GIVEN PASSAGE
-- Start --
# LGB - RHB GE 4/4 II Electric Locomotive "KLOSTERS"



## Merlin83 (Sep 23, 2011)

I have waited a long time to find the right pre-owned LGB RhB locomotive, and I have finally found one. I am so excited to add this to my ongoing collection of LGB trains. I'm just wondering if there are any specific recommendations by others for either passenger cars or freight cars I should be hauling around the track ? Although what I do is only a hobby - I do strive to make what I pull and how I operate my rail road as real and accurate as possible...as best I can - even though for now there's track run around all over the place in a section of the house


There are many RhB LGB passenger cars available on eBay - and I have looked and compared many of the pictures from RailPictures.net - but just want to know, can I basically add any passenger or freight car with the "Klosters" GE 4/4 ?

Also, are there any recommendations for enhancing the sound (or overall appearance or performance ? I am all analog (for now) and just wondered if add-on card from a company like Phoenix would be good ?

Thank You,
Brett


----------



## Cougar Rock Rail (Jan 2, 2008)

Hi Brett, 

Fortunately your first RhB locomotive is one of the most versatile one of all and has been used to haul pretty much all their rolling stock at one time or another. I guess it depends how fussy you want to get. For example, your locomotive has round headlights and black undercarriage, which were gradually updated to rectangular ones and gray undercarriage (say like the LGB #618 Ge4/4ii), so that would date your locomotive to a certain period of rolling stock. If you're not going to worry about details like that, then pretty much anything RhB that LGB makes goes. There are some exceptions, where LGB made reprints of passenger cars that are nothing like the real RhB rolling stock. 

Here's an example of something I would avoid: 
http://www.gbdb.info/details.php?image_id=1427&l=english 

Any derivative of these are fine and can be found for reasonable prices on Ebay: 

http://www.gbdb.info/details.php?image_id=1679&l=english 

And any of the Fad hoppers, sliding door cars, box cars etc. are good too. 

As for sound, you could go Phoenix but I would be tempted to put in a modern sound decoder since the price will be about the same and you will have the motor control and sound working together. Massoth or Zimo are good and will operate well under DC and then if you ever go DCC you'll be ready to roll.

Keith


----------



## mbendebba (Jan 22, 2011)

Merlin: 

if you want to have a good prototypical sound without converting the loco to DCC, I recommend the Massoth S sound module. The module can give up to 10 different sounds in analog module, and is as easy to install as connecting 2 wires to track power. If you ever decide to go to DCC, the S module is also suitable for DCC operation. 

I recommend a visit to the Massoth website to learn more about the S sound module.
-- End --
DATASET RECORDS
-- Start --
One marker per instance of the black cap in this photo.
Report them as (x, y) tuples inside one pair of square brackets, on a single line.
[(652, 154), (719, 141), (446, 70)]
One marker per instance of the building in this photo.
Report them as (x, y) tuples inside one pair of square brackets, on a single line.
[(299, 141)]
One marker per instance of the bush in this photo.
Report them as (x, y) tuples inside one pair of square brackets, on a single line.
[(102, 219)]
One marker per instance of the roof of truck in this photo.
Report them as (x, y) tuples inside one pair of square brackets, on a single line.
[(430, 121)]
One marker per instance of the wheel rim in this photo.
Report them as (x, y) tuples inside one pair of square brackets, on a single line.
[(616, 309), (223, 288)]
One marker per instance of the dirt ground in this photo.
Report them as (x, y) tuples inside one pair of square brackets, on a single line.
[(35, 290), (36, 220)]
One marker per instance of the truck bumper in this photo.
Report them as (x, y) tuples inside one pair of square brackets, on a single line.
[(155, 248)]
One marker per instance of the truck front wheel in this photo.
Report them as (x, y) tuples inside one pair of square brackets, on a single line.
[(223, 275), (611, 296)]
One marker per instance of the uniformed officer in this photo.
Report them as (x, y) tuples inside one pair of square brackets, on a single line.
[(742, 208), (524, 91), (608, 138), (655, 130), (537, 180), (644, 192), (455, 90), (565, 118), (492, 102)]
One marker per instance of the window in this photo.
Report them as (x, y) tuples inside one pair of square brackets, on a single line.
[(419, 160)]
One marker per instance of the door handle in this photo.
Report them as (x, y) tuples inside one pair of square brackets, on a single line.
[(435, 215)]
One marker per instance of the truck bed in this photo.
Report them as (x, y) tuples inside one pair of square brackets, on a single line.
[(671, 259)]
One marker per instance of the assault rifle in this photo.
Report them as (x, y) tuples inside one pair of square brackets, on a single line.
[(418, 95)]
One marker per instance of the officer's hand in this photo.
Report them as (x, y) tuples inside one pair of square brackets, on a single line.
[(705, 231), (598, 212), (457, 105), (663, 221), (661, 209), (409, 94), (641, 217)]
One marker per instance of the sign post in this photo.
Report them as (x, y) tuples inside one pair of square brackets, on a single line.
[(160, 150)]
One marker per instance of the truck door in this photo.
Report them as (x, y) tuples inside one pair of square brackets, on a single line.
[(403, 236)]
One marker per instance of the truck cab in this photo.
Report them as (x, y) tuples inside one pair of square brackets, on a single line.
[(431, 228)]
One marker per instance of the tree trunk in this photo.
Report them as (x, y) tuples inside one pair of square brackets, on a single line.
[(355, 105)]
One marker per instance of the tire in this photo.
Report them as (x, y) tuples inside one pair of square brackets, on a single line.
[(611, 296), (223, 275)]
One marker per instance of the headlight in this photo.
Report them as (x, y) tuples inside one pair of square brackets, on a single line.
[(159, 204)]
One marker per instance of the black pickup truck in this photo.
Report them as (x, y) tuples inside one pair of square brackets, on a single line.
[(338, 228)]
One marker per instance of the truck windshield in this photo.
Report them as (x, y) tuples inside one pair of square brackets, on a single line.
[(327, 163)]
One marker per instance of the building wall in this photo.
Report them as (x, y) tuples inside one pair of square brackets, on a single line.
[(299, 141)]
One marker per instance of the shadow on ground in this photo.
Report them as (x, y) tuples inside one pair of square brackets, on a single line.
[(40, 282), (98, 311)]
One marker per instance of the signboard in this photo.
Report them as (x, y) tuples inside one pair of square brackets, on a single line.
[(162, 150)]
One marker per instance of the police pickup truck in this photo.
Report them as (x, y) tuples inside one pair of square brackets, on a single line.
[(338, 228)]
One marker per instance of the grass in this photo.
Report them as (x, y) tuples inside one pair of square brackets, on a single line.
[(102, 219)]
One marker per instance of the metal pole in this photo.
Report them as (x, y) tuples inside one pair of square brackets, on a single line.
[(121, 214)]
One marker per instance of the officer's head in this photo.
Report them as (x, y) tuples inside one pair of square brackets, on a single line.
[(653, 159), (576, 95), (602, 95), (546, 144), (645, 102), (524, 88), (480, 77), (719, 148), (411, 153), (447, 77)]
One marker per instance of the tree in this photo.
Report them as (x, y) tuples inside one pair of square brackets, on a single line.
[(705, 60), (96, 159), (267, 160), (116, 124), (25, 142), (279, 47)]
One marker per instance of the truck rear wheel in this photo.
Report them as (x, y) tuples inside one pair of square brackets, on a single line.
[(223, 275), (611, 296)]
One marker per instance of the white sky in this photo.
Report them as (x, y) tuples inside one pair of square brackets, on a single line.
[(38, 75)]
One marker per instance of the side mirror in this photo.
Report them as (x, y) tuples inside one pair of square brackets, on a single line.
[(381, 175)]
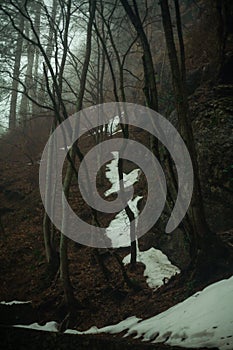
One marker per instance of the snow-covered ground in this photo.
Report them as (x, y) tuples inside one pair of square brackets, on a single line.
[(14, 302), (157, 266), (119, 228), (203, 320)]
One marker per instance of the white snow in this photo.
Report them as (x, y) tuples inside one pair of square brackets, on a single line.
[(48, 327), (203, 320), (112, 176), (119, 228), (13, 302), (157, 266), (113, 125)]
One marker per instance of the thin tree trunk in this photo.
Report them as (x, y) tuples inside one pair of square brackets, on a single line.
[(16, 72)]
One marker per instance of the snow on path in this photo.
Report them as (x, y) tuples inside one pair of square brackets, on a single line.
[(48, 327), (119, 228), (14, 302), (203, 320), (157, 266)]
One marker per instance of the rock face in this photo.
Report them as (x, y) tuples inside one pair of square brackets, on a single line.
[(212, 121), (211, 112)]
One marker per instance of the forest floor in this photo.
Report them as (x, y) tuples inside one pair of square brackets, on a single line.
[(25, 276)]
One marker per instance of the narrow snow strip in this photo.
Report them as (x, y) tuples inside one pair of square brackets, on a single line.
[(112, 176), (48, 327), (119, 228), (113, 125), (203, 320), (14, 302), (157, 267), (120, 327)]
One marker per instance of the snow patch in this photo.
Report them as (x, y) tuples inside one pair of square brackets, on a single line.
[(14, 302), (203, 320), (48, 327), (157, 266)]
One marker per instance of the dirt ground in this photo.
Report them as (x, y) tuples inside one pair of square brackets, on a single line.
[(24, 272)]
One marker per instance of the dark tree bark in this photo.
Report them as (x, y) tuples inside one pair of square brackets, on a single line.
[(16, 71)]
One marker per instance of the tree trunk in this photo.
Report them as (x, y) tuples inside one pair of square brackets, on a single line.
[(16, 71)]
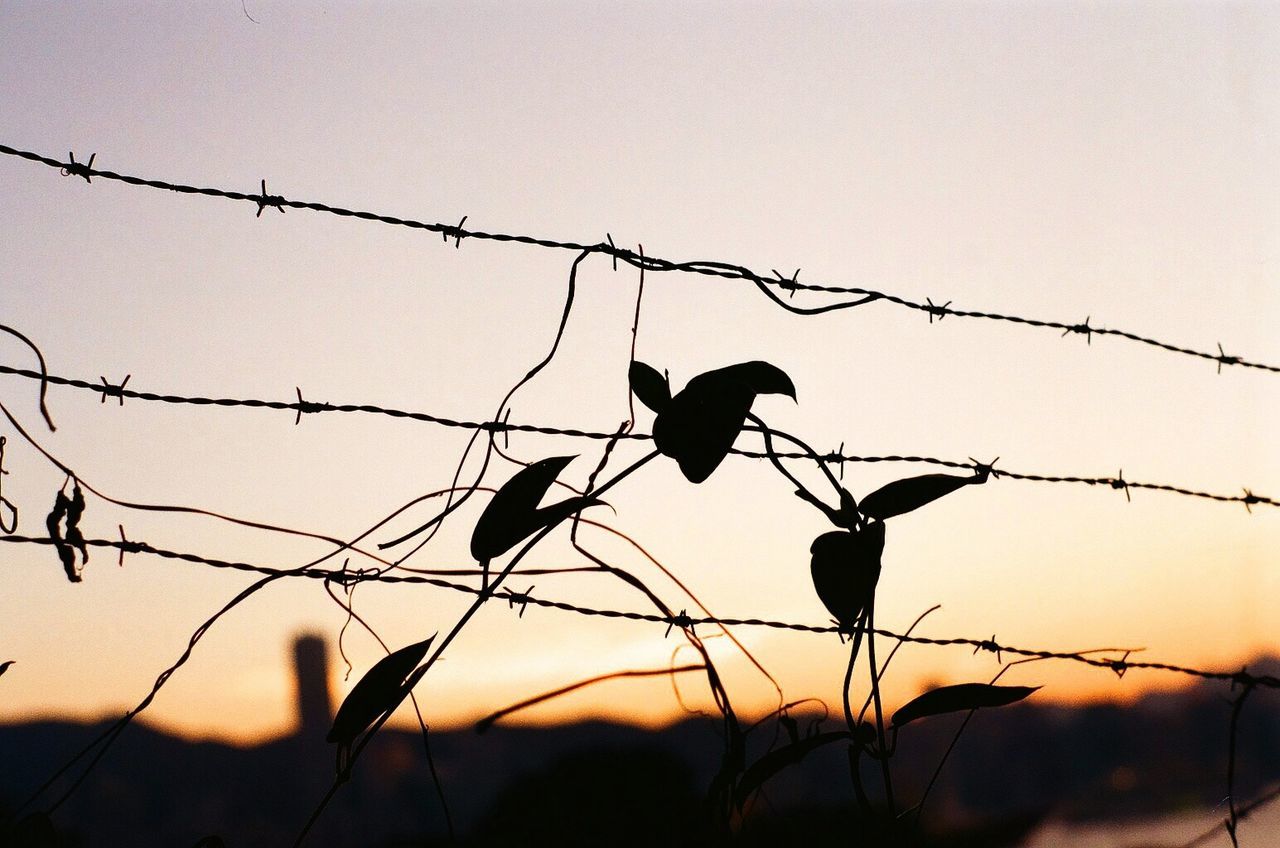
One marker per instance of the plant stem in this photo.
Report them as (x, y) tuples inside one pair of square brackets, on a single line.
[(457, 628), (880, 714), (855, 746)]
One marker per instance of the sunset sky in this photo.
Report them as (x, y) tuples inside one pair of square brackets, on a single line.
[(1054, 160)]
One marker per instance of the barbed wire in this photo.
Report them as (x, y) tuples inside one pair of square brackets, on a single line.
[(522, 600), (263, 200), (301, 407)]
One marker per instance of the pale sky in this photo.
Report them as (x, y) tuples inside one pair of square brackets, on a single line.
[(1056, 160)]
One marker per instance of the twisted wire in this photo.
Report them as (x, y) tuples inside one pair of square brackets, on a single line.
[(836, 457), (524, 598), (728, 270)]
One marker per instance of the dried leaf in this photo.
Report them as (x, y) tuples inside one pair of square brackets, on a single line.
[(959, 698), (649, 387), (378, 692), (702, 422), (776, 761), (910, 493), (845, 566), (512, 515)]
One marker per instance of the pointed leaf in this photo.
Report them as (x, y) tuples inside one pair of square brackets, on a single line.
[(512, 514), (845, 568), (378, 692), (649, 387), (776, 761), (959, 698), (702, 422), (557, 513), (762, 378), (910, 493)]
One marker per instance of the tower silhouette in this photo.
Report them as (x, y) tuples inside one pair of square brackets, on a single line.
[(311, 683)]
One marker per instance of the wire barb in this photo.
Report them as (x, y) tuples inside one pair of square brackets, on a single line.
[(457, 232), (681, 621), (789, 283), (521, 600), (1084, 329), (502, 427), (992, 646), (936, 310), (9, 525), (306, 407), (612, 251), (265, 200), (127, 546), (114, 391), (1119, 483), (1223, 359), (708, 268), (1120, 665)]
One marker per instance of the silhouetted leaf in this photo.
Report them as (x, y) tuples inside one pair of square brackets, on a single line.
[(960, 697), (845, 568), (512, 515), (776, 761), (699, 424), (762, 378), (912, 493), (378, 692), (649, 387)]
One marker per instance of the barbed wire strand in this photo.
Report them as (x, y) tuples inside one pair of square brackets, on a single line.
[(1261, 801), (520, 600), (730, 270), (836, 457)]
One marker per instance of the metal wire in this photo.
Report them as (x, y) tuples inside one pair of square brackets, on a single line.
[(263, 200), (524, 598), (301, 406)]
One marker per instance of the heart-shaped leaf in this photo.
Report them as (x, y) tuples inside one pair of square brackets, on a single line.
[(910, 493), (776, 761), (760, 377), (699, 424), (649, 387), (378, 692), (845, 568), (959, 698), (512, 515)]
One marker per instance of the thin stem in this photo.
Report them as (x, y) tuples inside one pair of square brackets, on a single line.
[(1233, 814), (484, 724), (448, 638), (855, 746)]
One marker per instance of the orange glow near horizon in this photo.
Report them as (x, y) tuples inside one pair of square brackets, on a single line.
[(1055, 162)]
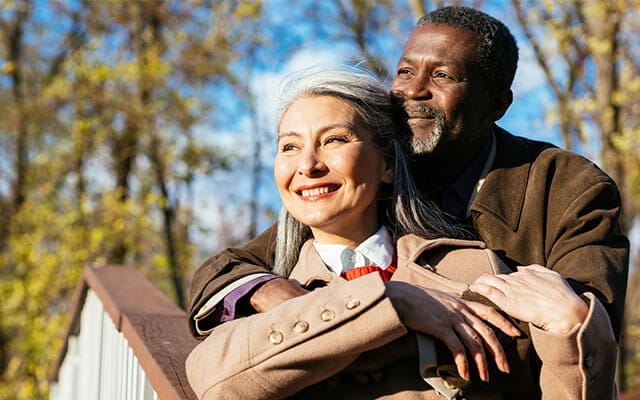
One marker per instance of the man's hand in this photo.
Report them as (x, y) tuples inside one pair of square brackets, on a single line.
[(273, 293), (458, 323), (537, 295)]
-- End --
-- Start --
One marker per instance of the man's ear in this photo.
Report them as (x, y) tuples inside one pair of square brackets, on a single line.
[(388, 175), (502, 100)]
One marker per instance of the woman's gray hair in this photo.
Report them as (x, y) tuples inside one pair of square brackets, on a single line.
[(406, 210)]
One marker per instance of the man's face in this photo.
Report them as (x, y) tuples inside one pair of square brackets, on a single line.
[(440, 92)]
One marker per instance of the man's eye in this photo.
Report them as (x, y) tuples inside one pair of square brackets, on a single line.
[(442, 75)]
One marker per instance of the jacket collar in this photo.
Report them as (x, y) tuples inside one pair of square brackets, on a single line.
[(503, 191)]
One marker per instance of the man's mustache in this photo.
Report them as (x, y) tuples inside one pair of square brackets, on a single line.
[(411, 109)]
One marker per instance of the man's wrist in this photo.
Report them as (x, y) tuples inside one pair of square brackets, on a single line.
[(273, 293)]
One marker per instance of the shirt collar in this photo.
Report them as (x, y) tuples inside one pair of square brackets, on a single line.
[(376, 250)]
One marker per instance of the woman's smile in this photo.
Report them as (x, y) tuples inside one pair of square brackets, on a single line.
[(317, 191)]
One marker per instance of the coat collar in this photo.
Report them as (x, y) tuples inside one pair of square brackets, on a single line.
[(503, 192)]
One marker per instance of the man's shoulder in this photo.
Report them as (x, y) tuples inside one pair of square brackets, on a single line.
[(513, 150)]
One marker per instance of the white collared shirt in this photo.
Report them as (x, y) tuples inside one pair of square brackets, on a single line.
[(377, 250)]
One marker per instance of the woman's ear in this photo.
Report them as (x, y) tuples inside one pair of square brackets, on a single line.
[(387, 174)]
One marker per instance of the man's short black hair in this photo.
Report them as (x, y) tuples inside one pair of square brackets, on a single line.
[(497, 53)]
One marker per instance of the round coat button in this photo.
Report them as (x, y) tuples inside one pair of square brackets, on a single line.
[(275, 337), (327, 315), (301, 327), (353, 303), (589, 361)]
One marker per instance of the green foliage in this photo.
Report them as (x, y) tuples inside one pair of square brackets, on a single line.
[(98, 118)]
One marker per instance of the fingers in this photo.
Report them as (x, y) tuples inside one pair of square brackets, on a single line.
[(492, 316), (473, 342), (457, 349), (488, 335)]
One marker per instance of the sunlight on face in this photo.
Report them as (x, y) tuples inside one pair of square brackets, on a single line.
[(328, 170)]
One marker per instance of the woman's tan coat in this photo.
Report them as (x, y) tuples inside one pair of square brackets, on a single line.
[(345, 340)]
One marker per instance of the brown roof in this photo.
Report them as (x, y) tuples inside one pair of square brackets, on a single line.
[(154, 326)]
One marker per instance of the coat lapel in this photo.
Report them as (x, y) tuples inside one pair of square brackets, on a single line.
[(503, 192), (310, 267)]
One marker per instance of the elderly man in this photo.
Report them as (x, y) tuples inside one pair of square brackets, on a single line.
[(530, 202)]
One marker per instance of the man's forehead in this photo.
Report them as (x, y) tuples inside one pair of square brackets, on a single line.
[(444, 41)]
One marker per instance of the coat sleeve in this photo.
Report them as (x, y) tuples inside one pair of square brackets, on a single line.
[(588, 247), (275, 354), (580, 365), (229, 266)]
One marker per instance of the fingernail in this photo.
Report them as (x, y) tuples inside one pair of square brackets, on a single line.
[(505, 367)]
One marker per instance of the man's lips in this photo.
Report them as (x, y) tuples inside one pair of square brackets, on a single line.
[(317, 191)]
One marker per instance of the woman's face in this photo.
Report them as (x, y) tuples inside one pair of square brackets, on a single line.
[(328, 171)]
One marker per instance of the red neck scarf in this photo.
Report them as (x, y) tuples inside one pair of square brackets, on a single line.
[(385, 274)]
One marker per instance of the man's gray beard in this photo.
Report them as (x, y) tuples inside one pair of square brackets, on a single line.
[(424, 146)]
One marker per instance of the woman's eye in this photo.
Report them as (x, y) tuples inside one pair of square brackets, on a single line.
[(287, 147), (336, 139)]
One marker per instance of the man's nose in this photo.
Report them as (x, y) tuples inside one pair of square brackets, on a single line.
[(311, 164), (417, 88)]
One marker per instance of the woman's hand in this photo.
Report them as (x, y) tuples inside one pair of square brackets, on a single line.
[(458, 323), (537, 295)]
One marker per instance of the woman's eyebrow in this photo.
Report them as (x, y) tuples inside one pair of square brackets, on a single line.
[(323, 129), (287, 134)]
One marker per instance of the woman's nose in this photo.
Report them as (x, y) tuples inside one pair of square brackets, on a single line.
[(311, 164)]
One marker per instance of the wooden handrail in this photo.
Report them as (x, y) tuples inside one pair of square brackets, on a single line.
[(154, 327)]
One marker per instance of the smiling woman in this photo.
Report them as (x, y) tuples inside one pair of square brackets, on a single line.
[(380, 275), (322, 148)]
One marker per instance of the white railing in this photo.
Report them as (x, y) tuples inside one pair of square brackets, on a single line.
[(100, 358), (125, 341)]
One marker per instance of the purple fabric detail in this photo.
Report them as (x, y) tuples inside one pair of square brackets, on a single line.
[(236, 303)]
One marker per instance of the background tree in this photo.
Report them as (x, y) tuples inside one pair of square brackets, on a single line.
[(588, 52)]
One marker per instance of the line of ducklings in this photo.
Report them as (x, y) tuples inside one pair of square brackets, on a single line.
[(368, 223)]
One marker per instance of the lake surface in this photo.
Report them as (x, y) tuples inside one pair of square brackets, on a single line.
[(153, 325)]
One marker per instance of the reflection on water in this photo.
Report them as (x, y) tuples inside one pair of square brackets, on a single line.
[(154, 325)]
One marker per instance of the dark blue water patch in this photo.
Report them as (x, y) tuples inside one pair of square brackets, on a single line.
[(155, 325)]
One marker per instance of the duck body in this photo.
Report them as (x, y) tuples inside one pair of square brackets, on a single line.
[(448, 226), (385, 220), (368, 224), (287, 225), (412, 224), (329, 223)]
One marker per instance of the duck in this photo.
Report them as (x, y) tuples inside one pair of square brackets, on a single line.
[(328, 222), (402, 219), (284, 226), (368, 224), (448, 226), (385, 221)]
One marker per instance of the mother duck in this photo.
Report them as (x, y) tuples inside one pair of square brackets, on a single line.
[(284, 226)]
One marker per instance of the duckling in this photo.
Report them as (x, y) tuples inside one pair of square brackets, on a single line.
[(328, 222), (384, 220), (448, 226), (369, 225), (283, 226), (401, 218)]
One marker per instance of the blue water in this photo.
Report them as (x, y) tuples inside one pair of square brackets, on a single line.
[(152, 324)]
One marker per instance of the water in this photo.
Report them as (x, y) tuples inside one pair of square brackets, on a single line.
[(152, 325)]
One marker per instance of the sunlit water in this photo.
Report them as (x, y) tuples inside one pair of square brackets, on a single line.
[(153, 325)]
-- End --
-- Start --
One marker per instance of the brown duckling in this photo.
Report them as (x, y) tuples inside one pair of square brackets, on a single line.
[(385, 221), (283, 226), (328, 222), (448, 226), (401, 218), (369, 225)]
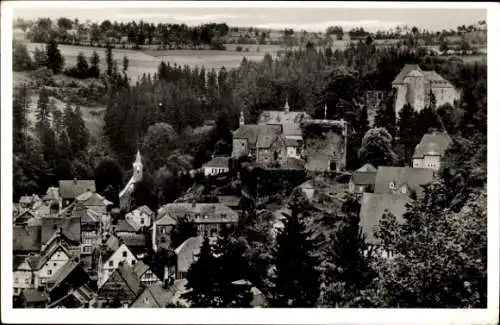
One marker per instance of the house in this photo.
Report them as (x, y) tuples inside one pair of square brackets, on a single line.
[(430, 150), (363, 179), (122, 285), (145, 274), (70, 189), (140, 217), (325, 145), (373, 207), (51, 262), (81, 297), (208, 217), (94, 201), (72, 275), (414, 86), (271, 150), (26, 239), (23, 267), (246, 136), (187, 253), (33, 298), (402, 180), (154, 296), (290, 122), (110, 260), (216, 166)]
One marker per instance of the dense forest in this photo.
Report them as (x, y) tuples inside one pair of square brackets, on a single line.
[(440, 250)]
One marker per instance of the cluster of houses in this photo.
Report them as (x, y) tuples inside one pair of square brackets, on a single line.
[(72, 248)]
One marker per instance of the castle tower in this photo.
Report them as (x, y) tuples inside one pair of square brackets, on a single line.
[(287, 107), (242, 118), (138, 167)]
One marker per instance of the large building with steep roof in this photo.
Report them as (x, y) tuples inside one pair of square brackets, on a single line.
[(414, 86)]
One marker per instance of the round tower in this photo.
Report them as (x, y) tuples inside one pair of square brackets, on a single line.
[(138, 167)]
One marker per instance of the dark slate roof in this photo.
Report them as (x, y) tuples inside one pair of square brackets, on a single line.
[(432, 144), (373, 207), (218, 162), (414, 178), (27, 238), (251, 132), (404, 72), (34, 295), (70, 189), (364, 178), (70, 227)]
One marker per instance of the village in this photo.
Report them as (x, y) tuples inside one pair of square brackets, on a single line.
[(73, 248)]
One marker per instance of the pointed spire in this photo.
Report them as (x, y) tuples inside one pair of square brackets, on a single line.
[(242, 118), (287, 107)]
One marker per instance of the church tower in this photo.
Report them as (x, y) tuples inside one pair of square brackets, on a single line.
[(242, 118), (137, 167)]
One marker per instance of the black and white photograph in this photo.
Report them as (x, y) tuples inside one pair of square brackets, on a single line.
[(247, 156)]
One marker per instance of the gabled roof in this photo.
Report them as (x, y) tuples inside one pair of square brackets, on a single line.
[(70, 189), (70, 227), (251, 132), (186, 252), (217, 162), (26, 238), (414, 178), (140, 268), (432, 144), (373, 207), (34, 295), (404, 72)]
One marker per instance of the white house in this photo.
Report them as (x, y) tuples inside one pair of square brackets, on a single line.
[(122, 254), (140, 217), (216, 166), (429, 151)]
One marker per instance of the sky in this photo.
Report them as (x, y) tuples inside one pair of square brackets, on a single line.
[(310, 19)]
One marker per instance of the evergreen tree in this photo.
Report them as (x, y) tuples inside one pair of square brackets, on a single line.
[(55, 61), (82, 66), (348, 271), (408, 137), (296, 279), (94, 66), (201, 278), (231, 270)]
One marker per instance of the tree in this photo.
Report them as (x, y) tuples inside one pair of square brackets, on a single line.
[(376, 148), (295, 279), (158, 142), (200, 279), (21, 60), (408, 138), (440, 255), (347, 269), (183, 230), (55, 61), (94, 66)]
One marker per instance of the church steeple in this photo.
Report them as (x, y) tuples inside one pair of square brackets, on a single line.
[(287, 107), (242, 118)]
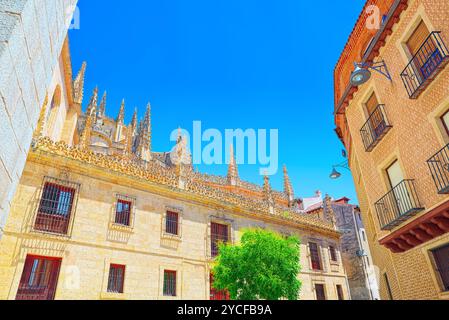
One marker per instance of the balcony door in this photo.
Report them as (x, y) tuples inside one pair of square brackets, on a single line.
-- End --
WORK TO COMPLETE
**1)** Scale the records from the line containing "One marker per instance of the man's nose" through the line containing "[(323, 129), (287, 134)]", both included. Repeat every line, requests too, but multiply each coordinate in the answers by 1.4 and round to whole numbers, with halves going up.
**2)** Write what comes next in the forum thread about the LGB Klosters locomotive, picking up after its final post.

RESPONSES PER TASK
**1)**
One marker per instance of the man's nose in this photo.
Report them as (x, y) tuples inside one pair of square brackets, on a single line.
[(435, 230), (584, 123)]
One marker per instance of the woman's hand in this photo.
Report them as (x, y) tuples inside one pair of square brackets, on a single line.
[(641, 452), (752, 413)]
One marker per instance of the woman's eyebrow in this photo.
Report them as (x, y) tuples inside one pair of square brackets, on a single line.
[(452, 181), (402, 188)]

**2)**
Mohammed 
http://www.massothusa.com 
http://www.allaboutlgb.com


----------



## Axel Tillmann (Jan 10, 2008)

When adding sound the question always arises, would you enjoy correct protopical sound, or do you just want to sound it like an elektro engine, and you don't care which?

Mostly poeple enjoy on any sound installtion the idea that if they would ever ride on trains with that enginem, they recognize correct or incorrect sounds of their model.

SoundDesign's Heinz Daeppen is with his studio work a master of many American Steam sounds and RhB. Being Swiss of course he has a close vacinity to everything Swiss and his personal interst lies in US railroads.

I can guarantee you that ridiing a Ge 4/4 II on the RhB and having his sound implementation are as close to identrical as possible. I enjoy those sounds which bring back great memroies of riding ont he RhB. Also watching YouTube videos of the real stuff and then its counter part implementations from various vendor you might come to the conclusion of many before you that they lioke the realism of the Daeppen sounds.

Daeppen Sounds are exclusively in ZIMO decoders, which are the most modern decoders on the market right now. MX695x series just enterd the market and replaced the MX690 and has all the latest bills and whistles in the decoders, coupled with the smoothed operation one wants.

Searching on YouTube for Ge 4/4 II with ZIMO sound will always give you Daeppen sound bites.


----------



## Merlin83 (Sep 23, 2011)

Thank you for all of the great replies - as always I get a great response from the other fellows on the forum. I am interested in pursuing the add-on of a sound card and comfortable with things electric/electronic and mechanical in nature. That being said I also want to make the first time I open a 'new' loco - a positive one - 

So here's what I need help on - of the the two the Massoth or the Zimo, which one will be easier for the 1st timer ? And also, this is mostly for the nice folks at Train-Li - the nickel track, from the Train-Li website I see (I think) 50 feet of nickel track available. Is that right ? and can I simply add that onto my existing LGB brass track without any issues ?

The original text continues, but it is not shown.